DATA UNDER STUDY:
Segment Open
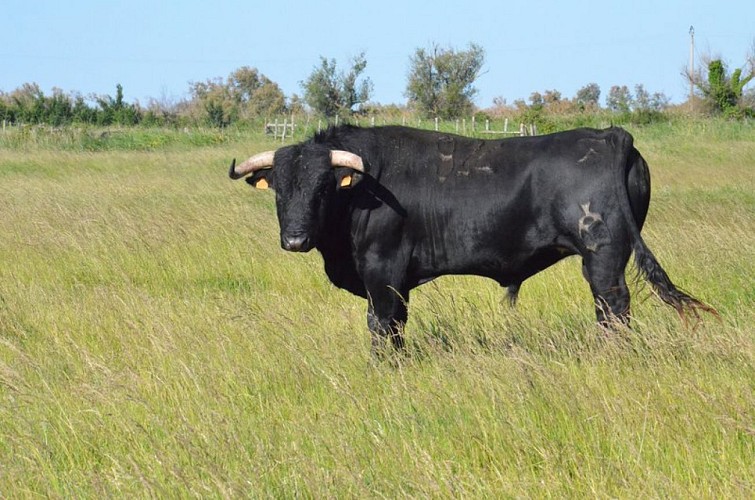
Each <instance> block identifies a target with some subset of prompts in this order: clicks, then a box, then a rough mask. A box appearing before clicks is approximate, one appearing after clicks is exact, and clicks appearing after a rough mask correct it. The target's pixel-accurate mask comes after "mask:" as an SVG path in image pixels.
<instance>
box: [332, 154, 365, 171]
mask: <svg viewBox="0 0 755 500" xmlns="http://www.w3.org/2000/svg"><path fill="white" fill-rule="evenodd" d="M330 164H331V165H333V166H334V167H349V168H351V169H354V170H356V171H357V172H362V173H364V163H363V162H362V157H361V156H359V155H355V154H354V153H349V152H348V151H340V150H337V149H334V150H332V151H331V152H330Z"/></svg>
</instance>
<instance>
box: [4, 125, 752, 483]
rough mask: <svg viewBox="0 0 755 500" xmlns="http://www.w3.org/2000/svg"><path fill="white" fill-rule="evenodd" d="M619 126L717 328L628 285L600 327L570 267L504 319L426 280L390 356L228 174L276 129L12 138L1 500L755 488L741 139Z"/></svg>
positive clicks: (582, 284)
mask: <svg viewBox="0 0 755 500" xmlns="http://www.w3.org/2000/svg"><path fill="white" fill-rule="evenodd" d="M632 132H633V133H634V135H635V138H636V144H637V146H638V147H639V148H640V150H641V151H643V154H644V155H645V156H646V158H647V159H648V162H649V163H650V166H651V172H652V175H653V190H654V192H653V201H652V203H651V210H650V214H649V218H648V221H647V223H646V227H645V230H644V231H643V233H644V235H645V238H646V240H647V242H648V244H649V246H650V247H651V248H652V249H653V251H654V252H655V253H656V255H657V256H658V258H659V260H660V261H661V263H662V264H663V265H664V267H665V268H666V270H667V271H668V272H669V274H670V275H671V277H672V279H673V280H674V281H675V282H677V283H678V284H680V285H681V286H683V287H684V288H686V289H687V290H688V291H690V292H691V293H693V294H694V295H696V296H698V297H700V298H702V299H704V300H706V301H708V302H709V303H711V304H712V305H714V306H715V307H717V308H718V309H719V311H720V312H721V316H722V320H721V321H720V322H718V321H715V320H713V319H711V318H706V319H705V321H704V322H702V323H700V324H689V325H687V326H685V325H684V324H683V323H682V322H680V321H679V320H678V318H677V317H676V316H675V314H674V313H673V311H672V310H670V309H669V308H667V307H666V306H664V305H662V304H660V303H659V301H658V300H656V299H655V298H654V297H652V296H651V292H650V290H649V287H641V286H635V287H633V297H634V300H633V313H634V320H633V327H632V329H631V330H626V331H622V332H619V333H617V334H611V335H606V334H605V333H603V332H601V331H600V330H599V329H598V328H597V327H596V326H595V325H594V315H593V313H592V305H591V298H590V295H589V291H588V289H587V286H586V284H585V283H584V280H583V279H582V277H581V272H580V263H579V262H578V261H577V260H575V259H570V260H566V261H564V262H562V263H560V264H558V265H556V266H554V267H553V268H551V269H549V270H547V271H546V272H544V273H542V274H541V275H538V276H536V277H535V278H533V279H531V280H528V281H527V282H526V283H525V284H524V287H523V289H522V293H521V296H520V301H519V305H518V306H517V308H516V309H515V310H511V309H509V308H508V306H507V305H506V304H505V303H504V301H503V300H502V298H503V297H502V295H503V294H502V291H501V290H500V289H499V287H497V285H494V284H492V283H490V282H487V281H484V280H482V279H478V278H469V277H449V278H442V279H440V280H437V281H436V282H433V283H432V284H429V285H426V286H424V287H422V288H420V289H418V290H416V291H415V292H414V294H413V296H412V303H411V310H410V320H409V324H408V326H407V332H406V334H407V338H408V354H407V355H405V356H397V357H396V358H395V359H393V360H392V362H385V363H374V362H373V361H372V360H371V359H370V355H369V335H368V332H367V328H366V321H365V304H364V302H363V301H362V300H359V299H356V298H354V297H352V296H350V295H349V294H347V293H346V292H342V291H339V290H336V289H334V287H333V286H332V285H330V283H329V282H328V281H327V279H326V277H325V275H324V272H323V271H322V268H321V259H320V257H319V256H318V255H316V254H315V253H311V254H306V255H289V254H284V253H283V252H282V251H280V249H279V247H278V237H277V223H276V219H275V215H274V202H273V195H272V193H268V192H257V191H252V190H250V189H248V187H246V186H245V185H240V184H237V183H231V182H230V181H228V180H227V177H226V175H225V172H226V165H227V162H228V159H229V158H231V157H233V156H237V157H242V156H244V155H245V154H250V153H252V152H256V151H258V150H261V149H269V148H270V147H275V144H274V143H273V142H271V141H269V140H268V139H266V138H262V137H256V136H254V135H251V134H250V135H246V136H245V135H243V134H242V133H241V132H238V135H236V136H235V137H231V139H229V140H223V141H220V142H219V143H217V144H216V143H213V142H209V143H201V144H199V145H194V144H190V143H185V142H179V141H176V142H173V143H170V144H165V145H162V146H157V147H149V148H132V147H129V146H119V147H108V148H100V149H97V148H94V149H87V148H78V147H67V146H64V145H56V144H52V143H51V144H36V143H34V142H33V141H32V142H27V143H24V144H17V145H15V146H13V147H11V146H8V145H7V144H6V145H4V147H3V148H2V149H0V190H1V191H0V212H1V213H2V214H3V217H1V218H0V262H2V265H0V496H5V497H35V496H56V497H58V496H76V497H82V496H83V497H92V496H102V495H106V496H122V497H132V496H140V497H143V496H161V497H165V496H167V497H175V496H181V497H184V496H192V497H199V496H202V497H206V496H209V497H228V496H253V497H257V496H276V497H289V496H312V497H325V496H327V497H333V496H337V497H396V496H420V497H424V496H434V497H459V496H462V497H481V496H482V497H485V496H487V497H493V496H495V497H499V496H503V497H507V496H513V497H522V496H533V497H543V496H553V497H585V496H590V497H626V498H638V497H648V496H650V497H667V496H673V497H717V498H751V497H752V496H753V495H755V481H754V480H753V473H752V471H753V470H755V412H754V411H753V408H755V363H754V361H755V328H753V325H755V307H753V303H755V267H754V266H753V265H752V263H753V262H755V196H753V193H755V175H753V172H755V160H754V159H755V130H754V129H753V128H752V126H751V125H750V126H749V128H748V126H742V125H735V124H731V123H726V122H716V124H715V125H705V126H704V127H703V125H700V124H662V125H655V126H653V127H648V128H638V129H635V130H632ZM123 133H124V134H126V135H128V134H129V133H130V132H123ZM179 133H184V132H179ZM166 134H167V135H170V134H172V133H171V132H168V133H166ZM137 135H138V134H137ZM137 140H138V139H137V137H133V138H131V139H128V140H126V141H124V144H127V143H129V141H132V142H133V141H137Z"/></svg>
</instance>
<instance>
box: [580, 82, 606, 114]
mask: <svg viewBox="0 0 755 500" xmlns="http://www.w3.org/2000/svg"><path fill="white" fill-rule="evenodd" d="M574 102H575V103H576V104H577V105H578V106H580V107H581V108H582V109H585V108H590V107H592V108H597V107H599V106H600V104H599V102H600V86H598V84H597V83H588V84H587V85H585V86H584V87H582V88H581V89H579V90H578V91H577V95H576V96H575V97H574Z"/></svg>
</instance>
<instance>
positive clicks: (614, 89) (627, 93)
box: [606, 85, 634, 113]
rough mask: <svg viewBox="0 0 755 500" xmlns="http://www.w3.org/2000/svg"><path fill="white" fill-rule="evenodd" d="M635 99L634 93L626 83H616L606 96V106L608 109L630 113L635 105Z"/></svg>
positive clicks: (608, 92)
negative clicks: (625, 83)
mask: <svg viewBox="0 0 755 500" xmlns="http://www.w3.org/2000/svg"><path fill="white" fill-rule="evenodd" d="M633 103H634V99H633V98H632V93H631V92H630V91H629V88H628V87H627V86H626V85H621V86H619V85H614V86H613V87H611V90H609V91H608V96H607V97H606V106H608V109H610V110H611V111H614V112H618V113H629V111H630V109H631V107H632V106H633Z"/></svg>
Segment Closed
Segment Open
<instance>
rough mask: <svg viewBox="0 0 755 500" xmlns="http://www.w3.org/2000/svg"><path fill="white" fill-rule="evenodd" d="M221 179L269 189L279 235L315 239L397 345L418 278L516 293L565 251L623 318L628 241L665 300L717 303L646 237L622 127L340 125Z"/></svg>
Segment Closed
WHAT YOU WILL DO:
Please tally every line of the material above that has the string "rough", and write only the total.

SOLUTION TO THE EXERCISE:
4